**Extracto del documento**
--

Barcelona. 29/1/18. Palau. Ibercamera. Vivaldi: Concierto para cuerdas en Sol mayor "Alla Rustica”. Trío Sonata en Do mayor. Concierto para cuerdas en Do mayor. Concierto para violín en Mi mayor, "La Primavera"
 Concierto para violín en Sol menor, "La Estate"
 Concierto para violín en Fa mayor, “L’Autunno”  Concierto para violín en Fa menor, “L’Inverno”. Britten: Simple Symphony, op. 4. Forma Antiqva. Dirección: Aarón Zapico. Johannes Prahmsohler, violín.

Feliz retorno de los hermanos Zapico y compañía junto al violinista tirolés Johannes Pramsohler a una sala abarrotada dentro de la cuidada temporada de Ibercamera. Lo hacían con un programa estético bien definido, intercalando Benjamin Britten entre los conciertos vivaldianos, y con ese interés que siempre despierta su lectura de Las Cuatro estaciones desde la grabación lanzada hace seis años. Sin faltar detractores, a lo largo de esta última década Forma Antiqva se ha ido consolidando como una formación de referencia, y será una buena noticia si los podemos escuchar de nuevo la temporada próxima en Barcelona.

--

**Objetivo 1**
Según la reseña del concierto, ¿quién dirige a Forma Antiqva?
**Objetivo 2**
Reproduce de la reseña del concierto el fragmento que comienza con las palabras que contienen "Feliz retorno de" y concluye con "próxima en Barcelona.".
Responde basándote únicamente en la reseña del concierto.

--

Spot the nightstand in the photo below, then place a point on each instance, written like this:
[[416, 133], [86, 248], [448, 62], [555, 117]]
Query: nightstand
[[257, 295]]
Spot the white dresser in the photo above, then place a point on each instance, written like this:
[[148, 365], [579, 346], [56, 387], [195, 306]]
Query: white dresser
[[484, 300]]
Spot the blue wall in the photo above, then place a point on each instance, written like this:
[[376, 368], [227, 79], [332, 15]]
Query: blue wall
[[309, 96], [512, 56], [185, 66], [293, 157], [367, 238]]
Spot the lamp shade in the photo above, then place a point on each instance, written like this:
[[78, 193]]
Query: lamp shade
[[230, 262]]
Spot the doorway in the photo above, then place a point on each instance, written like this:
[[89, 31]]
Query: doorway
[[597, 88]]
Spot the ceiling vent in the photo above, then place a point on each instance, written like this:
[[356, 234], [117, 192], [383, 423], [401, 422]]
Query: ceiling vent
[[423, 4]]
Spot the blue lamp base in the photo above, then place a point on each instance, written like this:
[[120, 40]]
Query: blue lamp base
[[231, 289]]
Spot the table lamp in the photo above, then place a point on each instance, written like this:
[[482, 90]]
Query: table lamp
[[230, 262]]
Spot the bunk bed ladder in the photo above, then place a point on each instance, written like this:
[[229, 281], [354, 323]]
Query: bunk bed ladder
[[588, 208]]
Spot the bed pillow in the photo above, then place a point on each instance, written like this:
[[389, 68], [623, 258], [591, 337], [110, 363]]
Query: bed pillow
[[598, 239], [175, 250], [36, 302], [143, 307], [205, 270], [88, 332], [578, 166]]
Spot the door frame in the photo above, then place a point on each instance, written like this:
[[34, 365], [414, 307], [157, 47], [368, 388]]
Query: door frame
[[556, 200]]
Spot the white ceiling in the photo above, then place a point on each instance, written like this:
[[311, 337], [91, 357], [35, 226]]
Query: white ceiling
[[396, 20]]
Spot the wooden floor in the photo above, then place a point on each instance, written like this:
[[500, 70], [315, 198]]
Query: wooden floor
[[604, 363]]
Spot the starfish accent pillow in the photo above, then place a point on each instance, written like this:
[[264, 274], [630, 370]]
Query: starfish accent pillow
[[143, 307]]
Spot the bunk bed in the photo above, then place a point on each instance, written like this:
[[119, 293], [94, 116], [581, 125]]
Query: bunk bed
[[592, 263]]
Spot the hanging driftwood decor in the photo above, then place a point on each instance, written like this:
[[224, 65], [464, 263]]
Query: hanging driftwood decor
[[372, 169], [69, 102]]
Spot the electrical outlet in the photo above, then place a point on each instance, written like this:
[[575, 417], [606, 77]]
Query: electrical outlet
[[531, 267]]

--

**Solución 1**
Aarón Zapico.

**Solución 2**
Feliz retorno de los hermanos Zapico y compañía junto al violinista tirolés Johannes Pramsohler a una sala abarrotada dentro de la cuidada temporada de Ibercamera. Lo hacían con un programa estético bien definido, intercalando Benjamin Britten entre los conciertos vivaldianos, y con ese interés que siempre despierta su lectura de Las Cuatro estaciones desde la grabación lanzada hace seis años. Sin faltar detractores, a lo largo de esta última década Forma Antiqva se ha ido consolidando como una formación de referencia, y será una buena noticia si los podemos escuchar de nuevo la temporada próxima en Barcelona.